=== Requirements ===
Which lines in the material below contain the word "gray"? Gather each of them and copy it out.

Region annotation entries:
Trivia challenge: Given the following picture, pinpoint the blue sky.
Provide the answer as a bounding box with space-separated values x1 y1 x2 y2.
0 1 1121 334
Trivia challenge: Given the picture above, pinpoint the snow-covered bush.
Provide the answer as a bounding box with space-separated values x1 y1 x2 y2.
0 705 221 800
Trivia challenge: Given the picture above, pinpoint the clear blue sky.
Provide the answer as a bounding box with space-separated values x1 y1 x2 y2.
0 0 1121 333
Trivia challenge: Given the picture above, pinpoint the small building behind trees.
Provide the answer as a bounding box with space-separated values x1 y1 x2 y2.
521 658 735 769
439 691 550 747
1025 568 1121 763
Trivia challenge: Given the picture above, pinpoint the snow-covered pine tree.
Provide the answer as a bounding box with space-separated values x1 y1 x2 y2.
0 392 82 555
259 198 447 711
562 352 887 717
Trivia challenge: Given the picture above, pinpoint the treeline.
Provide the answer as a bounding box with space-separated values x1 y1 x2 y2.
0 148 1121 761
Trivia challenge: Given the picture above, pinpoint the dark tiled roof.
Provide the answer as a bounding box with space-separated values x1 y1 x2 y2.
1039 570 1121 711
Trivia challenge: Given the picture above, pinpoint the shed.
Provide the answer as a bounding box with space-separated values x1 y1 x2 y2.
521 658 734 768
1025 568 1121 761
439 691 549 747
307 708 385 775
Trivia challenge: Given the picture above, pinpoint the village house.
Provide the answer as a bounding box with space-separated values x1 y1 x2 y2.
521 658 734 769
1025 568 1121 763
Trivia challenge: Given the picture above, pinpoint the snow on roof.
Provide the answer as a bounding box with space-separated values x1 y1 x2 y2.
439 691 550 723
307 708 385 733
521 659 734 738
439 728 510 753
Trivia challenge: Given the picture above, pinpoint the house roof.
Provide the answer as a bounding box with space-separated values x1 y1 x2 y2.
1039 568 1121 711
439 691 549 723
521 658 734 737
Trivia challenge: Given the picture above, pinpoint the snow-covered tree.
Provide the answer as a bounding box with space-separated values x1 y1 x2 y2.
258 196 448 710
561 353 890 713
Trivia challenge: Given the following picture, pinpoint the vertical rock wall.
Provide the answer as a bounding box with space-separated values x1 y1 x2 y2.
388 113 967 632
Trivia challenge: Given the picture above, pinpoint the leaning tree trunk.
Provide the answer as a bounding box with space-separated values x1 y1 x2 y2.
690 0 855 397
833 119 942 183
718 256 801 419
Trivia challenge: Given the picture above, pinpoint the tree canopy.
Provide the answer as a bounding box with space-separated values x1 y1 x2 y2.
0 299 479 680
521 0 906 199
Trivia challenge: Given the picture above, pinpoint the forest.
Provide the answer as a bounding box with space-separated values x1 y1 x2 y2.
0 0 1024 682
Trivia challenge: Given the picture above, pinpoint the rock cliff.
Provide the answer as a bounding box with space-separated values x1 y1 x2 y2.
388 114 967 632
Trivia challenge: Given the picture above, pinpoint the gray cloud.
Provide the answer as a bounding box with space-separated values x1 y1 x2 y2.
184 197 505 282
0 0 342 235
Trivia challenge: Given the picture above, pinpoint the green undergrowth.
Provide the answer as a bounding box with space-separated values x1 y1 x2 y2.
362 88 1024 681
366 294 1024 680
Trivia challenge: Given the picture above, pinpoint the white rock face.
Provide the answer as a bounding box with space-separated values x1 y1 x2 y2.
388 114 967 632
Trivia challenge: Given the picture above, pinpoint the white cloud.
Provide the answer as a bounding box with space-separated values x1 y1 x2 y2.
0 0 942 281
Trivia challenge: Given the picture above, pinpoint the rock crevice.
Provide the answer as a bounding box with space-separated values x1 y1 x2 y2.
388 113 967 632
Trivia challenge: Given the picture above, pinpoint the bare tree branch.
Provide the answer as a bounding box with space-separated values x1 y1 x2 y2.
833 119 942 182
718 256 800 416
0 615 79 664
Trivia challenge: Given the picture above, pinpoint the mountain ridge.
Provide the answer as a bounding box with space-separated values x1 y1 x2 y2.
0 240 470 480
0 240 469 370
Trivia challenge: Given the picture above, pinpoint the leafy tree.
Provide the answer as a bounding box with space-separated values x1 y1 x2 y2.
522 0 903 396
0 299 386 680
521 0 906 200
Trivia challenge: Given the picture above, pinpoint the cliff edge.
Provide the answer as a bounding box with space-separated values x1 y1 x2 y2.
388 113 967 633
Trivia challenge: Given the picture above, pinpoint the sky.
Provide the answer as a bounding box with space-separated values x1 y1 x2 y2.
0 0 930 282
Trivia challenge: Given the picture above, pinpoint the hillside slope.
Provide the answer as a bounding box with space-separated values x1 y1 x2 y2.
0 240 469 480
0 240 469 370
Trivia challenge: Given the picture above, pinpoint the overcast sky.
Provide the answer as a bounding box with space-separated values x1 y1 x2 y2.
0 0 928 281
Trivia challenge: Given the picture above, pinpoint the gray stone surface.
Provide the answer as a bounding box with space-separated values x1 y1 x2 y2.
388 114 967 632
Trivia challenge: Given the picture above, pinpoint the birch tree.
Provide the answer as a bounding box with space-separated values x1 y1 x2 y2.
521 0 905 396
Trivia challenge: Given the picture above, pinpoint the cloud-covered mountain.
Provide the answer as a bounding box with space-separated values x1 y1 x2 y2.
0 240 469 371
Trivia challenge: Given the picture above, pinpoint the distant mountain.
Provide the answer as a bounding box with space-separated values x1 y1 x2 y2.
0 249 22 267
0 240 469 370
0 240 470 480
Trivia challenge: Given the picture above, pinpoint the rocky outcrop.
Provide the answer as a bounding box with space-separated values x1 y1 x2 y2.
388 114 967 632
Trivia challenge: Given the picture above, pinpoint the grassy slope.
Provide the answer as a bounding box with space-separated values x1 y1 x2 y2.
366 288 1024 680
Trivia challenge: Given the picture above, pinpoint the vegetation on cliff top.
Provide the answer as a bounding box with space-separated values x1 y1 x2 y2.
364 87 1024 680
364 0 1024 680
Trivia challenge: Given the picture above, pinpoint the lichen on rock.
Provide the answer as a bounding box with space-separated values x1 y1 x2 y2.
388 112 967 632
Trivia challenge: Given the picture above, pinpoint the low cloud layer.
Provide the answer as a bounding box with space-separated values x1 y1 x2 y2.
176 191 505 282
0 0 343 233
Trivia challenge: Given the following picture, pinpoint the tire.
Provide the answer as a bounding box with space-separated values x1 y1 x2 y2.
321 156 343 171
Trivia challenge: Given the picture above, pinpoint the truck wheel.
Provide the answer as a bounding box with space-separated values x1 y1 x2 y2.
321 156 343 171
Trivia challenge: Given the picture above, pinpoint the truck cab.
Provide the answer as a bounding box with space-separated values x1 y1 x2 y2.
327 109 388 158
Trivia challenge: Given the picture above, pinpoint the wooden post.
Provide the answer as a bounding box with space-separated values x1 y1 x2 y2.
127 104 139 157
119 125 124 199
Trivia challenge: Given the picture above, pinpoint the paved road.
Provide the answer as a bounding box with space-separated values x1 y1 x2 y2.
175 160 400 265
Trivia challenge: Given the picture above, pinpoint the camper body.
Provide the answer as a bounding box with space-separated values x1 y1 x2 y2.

=== Response ===
Trivia challenge: Given the picture above, pinpoint the gray cloud.
Trivia challenge: Given the picture above, pinpoint the gray stone surface.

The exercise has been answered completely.